╭──
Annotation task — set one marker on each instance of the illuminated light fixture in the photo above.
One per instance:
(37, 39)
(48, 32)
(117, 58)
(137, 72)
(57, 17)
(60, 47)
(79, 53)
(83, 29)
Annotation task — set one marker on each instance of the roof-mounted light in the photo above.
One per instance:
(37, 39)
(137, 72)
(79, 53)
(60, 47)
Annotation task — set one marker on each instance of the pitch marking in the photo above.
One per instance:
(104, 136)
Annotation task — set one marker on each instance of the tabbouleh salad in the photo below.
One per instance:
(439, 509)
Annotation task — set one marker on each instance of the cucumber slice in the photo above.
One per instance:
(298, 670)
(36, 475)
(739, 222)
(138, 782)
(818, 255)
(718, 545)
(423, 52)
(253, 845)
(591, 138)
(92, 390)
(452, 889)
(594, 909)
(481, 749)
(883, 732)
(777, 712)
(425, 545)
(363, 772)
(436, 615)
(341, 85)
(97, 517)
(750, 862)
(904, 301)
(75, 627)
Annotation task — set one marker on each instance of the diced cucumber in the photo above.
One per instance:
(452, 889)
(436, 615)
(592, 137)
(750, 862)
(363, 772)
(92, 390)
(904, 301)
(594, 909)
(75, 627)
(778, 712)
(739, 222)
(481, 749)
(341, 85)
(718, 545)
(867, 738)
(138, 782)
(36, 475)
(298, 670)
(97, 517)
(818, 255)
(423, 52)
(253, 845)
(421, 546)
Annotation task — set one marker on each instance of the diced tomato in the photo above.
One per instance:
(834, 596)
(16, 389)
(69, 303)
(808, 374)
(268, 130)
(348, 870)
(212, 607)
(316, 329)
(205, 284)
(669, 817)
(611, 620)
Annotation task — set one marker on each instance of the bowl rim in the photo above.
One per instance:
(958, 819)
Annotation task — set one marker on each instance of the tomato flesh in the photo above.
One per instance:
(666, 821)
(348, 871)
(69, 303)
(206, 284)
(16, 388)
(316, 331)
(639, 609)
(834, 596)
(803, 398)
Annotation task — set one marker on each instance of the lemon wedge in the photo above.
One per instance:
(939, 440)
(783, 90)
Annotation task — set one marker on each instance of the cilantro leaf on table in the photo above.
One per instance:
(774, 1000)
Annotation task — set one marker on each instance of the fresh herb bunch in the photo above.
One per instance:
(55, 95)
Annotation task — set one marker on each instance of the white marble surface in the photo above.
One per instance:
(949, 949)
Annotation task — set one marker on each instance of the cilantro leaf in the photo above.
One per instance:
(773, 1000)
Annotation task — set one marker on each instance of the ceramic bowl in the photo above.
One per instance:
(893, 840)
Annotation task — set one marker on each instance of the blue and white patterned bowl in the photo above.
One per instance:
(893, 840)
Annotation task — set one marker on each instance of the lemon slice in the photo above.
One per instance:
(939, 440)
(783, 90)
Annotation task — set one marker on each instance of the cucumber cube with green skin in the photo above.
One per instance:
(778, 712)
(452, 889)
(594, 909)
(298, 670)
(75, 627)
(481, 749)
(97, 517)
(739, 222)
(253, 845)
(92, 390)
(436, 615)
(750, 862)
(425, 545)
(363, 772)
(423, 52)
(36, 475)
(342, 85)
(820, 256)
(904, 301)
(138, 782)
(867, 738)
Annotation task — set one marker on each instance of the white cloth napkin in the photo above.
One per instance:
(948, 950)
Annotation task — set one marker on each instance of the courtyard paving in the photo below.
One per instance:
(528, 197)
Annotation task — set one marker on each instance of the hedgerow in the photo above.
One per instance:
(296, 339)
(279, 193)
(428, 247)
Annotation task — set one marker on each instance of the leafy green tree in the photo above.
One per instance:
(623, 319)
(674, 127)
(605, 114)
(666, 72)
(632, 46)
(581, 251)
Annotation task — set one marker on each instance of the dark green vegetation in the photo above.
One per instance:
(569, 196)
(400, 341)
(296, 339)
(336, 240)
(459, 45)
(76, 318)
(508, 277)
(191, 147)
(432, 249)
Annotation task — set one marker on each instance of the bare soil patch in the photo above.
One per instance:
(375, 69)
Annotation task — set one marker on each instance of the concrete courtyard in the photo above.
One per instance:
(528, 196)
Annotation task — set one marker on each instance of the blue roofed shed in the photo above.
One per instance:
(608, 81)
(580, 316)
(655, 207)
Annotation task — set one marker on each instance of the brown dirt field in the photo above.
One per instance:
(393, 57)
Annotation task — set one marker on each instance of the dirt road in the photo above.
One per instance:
╰──
» **Stated goal**
Reproduce every one of the entries above, line for line, without changing a single character.

» **Written response**
Annotation task — set one marker on each instance of the illuminated light fixture in the photo above.
One per instance:
(37, 39)
(48, 32)
(117, 58)
(137, 72)
(57, 17)
(60, 47)
(79, 53)
(83, 29)
Annotation task — set one marker on each instance of the roof-mounted light in the photo above.
One per instance:
(37, 39)
(137, 72)
(79, 53)
(60, 47)
Annotation task — set one marker on each instance of the pitch marking in the photo above.
One per instance:
(104, 136)
Annotation task — set one marker on each instance of the tabbouleh salad in the photo below.
One per instance:
(439, 509)
Annotation task — set one marker on each instance of the cucumber slice in the photo above.
One per instance:
(298, 670)
(36, 475)
(739, 222)
(138, 782)
(818, 255)
(718, 545)
(423, 52)
(253, 845)
(591, 138)
(92, 390)
(452, 889)
(594, 909)
(481, 749)
(883, 732)
(777, 712)
(425, 545)
(363, 772)
(436, 615)
(341, 85)
(97, 517)
(750, 862)
(904, 301)
(75, 627)
Annotation task — set one marker on each instance of the diced cucumber in the photo above.
One per instance:
(452, 889)
(436, 615)
(592, 137)
(750, 862)
(363, 772)
(92, 390)
(904, 301)
(594, 909)
(75, 627)
(778, 712)
(739, 222)
(481, 749)
(341, 85)
(718, 545)
(867, 738)
(138, 782)
(36, 475)
(298, 670)
(97, 517)
(818, 255)
(423, 52)
(253, 845)
(421, 546)
Annotation task — set one marker on each instance of the diced tomato in the photo above.
One per instance:
(834, 596)
(16, 389)
(69, 303)
(808, 374)
(268, 130)
(348, 870)
(212, 607)
(316, 329)
(205, 284)
(669, 817)
(611, 620)
Annotation task — set one marker on each instance of the bowl rim in the photo above.
One per instance:
(958, 819)
Annotation task — set one marker on each instance of the tomato flesh in the photo above.
One per instance:
(666, 821)
(348, 871)
(69, 303)
(206, 284)
(16, 388)
(316, 331)
(639, 609)
(834, 596)
(803, 398)
Annotation task — set one marker on each instance of the lemon wedge in the photo above.
One per instance:
(939, 440)
(783, 90)
Annotation task — set one marker on each instance of the cilantro leaf on table in the photo above.
One per instance:
(774, 1000)
Annotation task — set one marker on each instance of the fresh herb bunch in the photo above.
One per instance:
(55, 95)
Annotation task — set one marker on each instance of the white marble surface in the photo above.
One per instance:
(949, 949)
Annotation task — set one marker on each instance of the cilantro leaf in the photo above.
One per instance:
(773, 1000)
Annotation task — set one marker on each instance of the ceramic bowl in the photo above.
One per instance:
(893, 840)
Annotation task — set one marker on each instance of the blue and white patterned bowl in the photo above.
One per instance:
(893, 840)
Annotation task — set one marker on each instance of the lemon slice in the photo above.
One per instance:
(939, 440)
(783, 90)
Annotation task — set one marker on each instance of the cucumber cube with green skin in the photo above.
One per instance:
(778, 712)
(452, 889)
(594, 909)
(298, 670)
(75, 627)
(481, 749)
(97, 517)
(739, 222)
(253, 845)
(92, 390)
(436, 615)
(750, 862)
(425, 545)
(363, 772)
(423, 52)
(36, 475)
(342, 85)
(820, 256)
(904, 301)
(138, 782)
(867, 738)
Annotation task — set one marker on each instance of the white cloth napkin in the photo above.
One per instance:
(948, 950)
Annotation task — set one marker on each instance of the courtyard paving in the photo below.
One per instance:
(528, 197)
Annotation task — set one marker on each instance of the hedgerow in the photo above.
One per instance:
(296, 339)
(279, 193)
(428, 247)
Annotation task — set one marker on each instance of the leafy green tree in the photo above.
One per instance:
(623, 319)
(674, 127)
(605, 114)
(666, 72)
(632, 46)
(581, 251)
Annotation task — set one marker on each instance of the dark green vegetation in the photo above.
One per instance:
(569, 196)
(400, 341)
(296, 339)
(336, 240)
(459, 45)
(76, 318)
(508, 277)
(191, 147)
(432, 249)
Annotation task — set one marker on each instance of the bare soil patch in the photo above.
One per instance:
(375, 69)
Annotation task — set one marker on each instance of the concrete courtyard in the photo above.
One per instance:
(528, 196)
Annotation task — set one marker on each instance of the blue roofed shed in the photo above.
One per instance:
(608, 81)
(580, 316)
(655, 207)
Annotation task — set one marker on each instance of the brown dirt field in the photo above.
One per instance:
(393, 57)
Annotation task — set one marker on each instance of the dirt road in the photo above.
One per instance:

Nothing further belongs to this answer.